#### Kutipan ####

Judul : Meraba Indonesia: Ekspedisi “Gila” Keliling
Nusantara
Penulis : Ahmad Yunus
Penyunting : Muhammad Husnil
Fotografer : Farid Gaban dan Ahmad Yunus
Pewajah Isi : Siti Qomariyah
Penerbit : PT. Serambi Ilmu Semesta, Juli
2011
Tebal : 370 hlm
ISBN : 9789790242852
It is not
about how fast you ride, but how far and enjoy the journeys
Sungguh, ketika
membaca beberapa halaman terdepan dari buku ini saya tak henti-hentinya ingin
segera melumat habis semua pengalaman ekspedisi sang wartawan Ahmad Yunus dan
sang fotografer Farid Gaban dalam perjalanannya mengelilingi Indonesia. Perjalanan
ini mereka sebut dengan “Ekspedisi Zamrud Khatulistiwa”. Dengan menggunakan
sepeda motor Honda Win yang sudah dimodifikasi, Yunus dan Farid mencoba menilik
Indonesia dari sisi yang lain. Dua kata yang nampaknya patut untuk menyimpulkan
potret kekinian nusantara kita, yaitu indah, juga ironis.
Sebelum membaca
buku ini, saya hanya mampu meraba nusantara kita melalui rekaman memori ketika
di bangku Sekolah Dasar, tentunya dalam pelajaran Geografi. Indonesia, salah
satu negara kepulauan terbesar, tercatat memiliki 17.504 pulau. Bukankah itu
angka yang sangat fantastis? Namun seberapa jauh kita mengenal pulau-pulau itu?
Seberapa jauh kita mengenal daerah perbatasan? Dan seberapa jauh kita mengenal
realita masyarakat sana? Terutama, seberapa jauh kita mengenal Indonesia?

####

Petunjuk: Tolong tulis lagi bagian kutipan antara "Sebelum membaca" dan "kita mengenal Indonesia?", termasuk kedua batas itu, dengan mengganti "Geografi" menjadi "Ilmu Bumi".

#### Data tersedia ####

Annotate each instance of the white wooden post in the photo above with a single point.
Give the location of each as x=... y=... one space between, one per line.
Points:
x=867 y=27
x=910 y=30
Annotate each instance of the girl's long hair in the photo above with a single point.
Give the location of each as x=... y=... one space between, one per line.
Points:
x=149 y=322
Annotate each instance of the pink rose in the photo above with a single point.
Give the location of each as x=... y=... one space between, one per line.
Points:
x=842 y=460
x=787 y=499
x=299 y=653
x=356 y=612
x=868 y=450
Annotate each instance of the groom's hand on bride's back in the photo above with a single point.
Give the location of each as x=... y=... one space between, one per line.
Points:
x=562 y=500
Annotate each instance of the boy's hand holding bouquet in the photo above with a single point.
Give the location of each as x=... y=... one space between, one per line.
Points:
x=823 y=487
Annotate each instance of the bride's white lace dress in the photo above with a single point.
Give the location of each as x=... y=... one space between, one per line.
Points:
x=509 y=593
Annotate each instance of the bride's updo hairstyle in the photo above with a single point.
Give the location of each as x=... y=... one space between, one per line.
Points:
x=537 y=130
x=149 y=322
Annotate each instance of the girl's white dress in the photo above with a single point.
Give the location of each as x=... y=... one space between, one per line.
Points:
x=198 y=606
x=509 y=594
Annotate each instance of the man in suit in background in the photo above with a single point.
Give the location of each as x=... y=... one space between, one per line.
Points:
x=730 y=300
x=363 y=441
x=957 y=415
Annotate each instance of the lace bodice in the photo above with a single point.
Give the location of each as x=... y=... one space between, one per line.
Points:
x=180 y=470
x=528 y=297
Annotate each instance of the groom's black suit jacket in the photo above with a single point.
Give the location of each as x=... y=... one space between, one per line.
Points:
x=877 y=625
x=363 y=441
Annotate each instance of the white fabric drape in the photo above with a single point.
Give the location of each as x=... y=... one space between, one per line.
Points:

####

Hasil berikut:
Sebelum membaca
buku ini, saya hanya mampu meraba nusantara kita melalui rekaman memori ketika
di bangku Sekolah Dasar, tentunya dalam pelajaran Ilmu Bumi. Indonesia, salah
satu negara kepulauan terbesar, tercatat memiliki 17.504 pulau. Bukankah itu
angka yang sangat fantastis? Namun seberapa jauh kita mengenal pulau-pulau itu?
Seberapa jauh kita mengenal daerah perbatasan? Dan seberapa jauh kita mengenal
realita masyarakat sana? Terutama, seberapa jauh kita mengenal Indonesia?